Material for the task →
━━━━━━━━━━━━━━━━━━━━

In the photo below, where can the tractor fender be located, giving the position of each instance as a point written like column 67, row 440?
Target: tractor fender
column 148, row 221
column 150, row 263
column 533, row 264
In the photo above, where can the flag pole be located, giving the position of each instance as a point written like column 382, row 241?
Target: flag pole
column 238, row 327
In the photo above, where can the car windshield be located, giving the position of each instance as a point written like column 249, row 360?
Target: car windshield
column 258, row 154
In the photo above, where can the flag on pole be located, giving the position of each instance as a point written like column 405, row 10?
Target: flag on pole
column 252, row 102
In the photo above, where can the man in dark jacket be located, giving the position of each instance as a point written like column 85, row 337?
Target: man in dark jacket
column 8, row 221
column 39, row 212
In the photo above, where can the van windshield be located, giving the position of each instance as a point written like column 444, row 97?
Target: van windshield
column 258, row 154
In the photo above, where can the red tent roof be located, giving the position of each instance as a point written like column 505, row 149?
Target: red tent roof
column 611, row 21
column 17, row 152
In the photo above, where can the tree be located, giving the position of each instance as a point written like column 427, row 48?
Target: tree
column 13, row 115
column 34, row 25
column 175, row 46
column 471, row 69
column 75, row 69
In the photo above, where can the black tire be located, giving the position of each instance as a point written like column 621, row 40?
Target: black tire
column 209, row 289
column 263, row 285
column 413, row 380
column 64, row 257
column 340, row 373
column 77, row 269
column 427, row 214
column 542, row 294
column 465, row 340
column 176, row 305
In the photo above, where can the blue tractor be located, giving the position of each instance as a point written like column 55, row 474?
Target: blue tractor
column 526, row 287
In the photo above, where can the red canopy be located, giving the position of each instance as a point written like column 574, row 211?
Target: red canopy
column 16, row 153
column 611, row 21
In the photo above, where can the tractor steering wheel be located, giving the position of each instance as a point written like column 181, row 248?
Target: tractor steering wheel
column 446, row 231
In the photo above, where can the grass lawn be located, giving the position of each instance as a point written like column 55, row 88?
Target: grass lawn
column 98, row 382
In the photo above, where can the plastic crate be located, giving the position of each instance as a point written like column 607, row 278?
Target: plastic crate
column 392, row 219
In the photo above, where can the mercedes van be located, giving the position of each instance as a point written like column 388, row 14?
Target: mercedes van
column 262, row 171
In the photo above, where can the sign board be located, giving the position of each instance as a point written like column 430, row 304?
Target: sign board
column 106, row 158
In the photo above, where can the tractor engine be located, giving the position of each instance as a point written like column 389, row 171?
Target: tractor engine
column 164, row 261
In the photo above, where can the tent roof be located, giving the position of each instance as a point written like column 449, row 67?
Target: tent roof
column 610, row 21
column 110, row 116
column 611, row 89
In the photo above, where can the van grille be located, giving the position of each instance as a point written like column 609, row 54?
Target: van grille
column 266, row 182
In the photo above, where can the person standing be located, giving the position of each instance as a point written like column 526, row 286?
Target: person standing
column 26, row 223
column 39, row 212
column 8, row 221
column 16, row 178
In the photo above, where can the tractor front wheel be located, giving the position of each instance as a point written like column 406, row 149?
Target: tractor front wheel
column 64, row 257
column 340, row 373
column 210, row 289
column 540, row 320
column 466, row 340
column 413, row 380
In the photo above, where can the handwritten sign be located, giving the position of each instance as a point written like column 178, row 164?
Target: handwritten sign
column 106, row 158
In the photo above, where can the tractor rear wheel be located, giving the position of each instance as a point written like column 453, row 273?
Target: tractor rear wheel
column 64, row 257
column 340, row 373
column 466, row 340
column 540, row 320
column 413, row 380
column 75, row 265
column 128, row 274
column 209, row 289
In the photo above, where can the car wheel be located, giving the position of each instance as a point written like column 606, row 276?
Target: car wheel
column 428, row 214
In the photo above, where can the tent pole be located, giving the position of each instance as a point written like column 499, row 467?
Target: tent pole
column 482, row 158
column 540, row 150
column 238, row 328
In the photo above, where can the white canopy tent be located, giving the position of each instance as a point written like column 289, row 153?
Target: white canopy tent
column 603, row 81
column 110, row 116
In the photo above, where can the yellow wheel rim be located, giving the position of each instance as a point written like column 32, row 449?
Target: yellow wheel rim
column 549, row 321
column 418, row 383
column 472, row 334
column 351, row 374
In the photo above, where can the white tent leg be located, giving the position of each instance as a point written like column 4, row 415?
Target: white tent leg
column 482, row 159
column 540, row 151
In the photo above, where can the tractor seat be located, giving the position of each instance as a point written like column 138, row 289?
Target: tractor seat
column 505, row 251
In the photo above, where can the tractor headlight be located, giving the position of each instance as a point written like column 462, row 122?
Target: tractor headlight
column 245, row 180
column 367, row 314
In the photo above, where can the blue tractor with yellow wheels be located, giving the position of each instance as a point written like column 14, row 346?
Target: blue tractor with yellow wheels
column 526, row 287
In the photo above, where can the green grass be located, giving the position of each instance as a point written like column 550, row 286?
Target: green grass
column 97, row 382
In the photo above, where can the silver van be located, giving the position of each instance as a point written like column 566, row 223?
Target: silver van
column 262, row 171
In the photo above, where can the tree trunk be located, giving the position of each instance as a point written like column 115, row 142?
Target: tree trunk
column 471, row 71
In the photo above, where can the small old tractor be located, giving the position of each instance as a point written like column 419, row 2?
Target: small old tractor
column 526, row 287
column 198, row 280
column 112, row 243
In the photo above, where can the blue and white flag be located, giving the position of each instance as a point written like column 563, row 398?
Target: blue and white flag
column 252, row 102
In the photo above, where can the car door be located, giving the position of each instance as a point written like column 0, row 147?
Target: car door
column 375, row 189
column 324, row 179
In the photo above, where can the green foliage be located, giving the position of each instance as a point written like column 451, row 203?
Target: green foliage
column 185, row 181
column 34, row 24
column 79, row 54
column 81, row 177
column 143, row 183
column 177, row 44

━━━━━━━━━━━━━━━━━━━━

Task instructions → Transcribe the material above in full, keeping every word.

The completed task →
In the photo below, where can the tractor fender be located, giving the position of each instance as a point written like column 67, row 440?
Target: tractor fender
column 148, row 221
column 150, row 263
column 533, row 264
In the photo above, where can the flag pole be located, giving the position of each instance as a point written like column 382, row 241?
Target: flag pole
column 238, row 327
In the photo above, where can the car windshield be located, giving the position of each instance as a point written like column 249, row 360?
Target: car windshield
column 258, row 154
In the photo above, where can the flag on pole be located, giving the position of each instance as a point written like column 405, row 10?
Target: flag on pole
column 252, row 102
In the photo above, where can the man in dark jacket be located, giving the position of each instance as a point written like column 85, row 337?
Target: man in dark jacket
column 8, row 221
column 39, row 212
In the photo above, where can the van windshield be located, giving the position of each instance as a point written like column 444, row 97?
Target: van windshield
column 258, row 154
In the photo above, where can the red tent roof be located, giving the position of each instance as a point written like column 505, row 149?
Target: red tent roof
column 611, row 21
column 17, row 152
In the photo above, where can the tree be located, giving the position of each instance as a point written like column 427, row 48?
Target: tree
column 13, row 115
column 34, row 25
column 175, row 46
column 471, row 69
column 75, row 69
In the photo above, where can the black tire be located, giving the position of each instance as a point written like column 621, row 40?
Target: black tire
column 209, row 289
column 263, row 285
column 413, row 380
column 64, row 257
column 340, row 373
column 77, row 269
column 427, row 214
column 542, row 294
column 465, row 340
column 176, row 305
In the photo above, where can the blue tractor be located, giving the position of each instance as a point written like column 55, row 474?
Target: blue tractor
column 526, row 287
In the photo above, where can the red canopy be located, giving the position of each instance as a point written like column 574, row 211?
Target: red canopy
column 16, row 153
column 611, row 21
In the photo above, where can the tractor steering wheel be located, giving the position of each instance as a point written like column 181, row 248?
Target: tractor steering wheel
column 446, row 231
In the photo above, where can the grass lawn be located, giving the position of each instance as a point written like column 55, row 88?
Target: grass lawn
column 98, row 382
In the photo above, where can the plastic crate be located, giving the position of each instance as a point written like column 607, row 278?
Target: plastic crate
column 392, row 219
In the photo above, where can the mercedes van be located, giving the position of each instance as a point written like column 388, row 14?
Target: mercedes van
column 262, row 171
In the photo above, where can the sign board be located, giving the position of each instance as a point written like column 430, row 304?
Target: sign board
column 106, row 158
In the photo above, where can the tractor engine be located, giving the position of each instance as a point written like column 389, row 171?
Target: tractor engine
column 164, row 261
In the photo above, where can the tent roof be located, giving the position of each instance as a point written like column 449, row 67?
Target: tent roof
column 610, row 21
column 110, row 116
column 611, row 89
In the photo above, where can the van grille be located, giving the position of each instance as a point written like column 609, row 54?
Target: van grille
column 266, row 182
In the photo above, where can the person standing be located, giving the position of each instance as a point written like column 526, row 286?
Target: person standing
column 26, row 223
column 39, row 212
column 8, row 221
column 16, row 178
In the photo above, where can the tractor front wheel be located, giving the position of each instance as a point written like column 406, row 149?
Target: tractor front wheel
column 64, row 257
column 340, row 373
column 210, row 289
column 540, row 320
column 466, row 340
column 413, row 380
In the photo above, where can the handwritten sign be located, giving the position of each instance as a point written like column 178, row 164?
Target: handwritten sign
column 106, row 158
In the photo above, where can the tractor rear wheel be located, giving the position of each instance as a point written like column 453, row 273?
Target: tractor rear wheel
column 64, row 257
column 340, row 373
column 466, row 340
column 540, row 320
column 413, row 380
column 75, row 265
column 128, row 274
column 209, row 289
In the photo above, where can the car wheel be located, giving the position of each instance as a point written like column 606, row 276?
Target: car wheel
column 428, row 214
In the photo above, where can the tent pole be located, giving the position of each instance as a point written like column 499, row 467?
Target: tent pole
column 482, row 158
column 540, row 150
column 238, row 328
In the photo above, where can the white canopy tent be located, giving the position of each instance as a point written like column 289, row 153?
Target: white canopy tent
column 603, row 81
column 110, row 116
In the photo above, where can the yellow wheel rim be located, giving the position of each instance as a point written like column 32, row 449?
Target: yellow wheel rim
column 549, row 321
column 418, row 383
column 472, row 334
column 351, row 374
In the photo above, where can the white tent leg be located, giving the position of each instance as a point written like column 4, row 415?
Target: white tent leg
column 482, row 159
column 540, row 151
In the photo above, where can the tractor seat be located, giving the position of each instance as a point written like column 138, row 289?
Target: tractor seat
column 505, row 251
In the photo above, where can the tractor headlight be located, giving the position of each instance as a point written like column 462, row 122?
Target: tractor headlight
column 245, row 180
column 367, row 314
In the photo above, where can the blue tractor with yellow wheels be located, giving the position of each instance as a point written like column 14, row 346?
Target: blue tractor with yellow wheels
column 526, row 287
In the photo above, where can the green grass be located, giving the position of each instance as a point written like column 550, row 286?
Target: green grass
column 97, row 382
In the photo above, where can the silver van be located, giving the position of each instance as a point written like column 566, row 223?
Target: silver van
column 262, row 171
In the photo above, where can the tree trunk be located, giving the position of each instance as a point written like column 115, row 142?
Target: tree trunk
column 471, row 71
In the photo above, where can the small old tractor be located, giving the position of each instance as a point written like column 419, row 2?
Target: small old tractor
column 526, row 287
column 198, row 280
column 112, row 243
In the photo above, where can the blue and white flag be located, giving the position of each instance as a point written like column 563, row 398?
Target: blue and white flag
column 252, row 102
In the photo above, where can the car door be located, giving the position of each instance as a point written like column 0, row 147?
Target: car door
column 375, row 189
column 324, row 179
In the photo above, where can the green foliage be located, giving the position of each instance as a point written like column 451, row 203?
Target: green foliage
column 185, row 181
column 34, row 24
column 79, row 54
column 81, row 177
column 143, row 183
column 177, row 44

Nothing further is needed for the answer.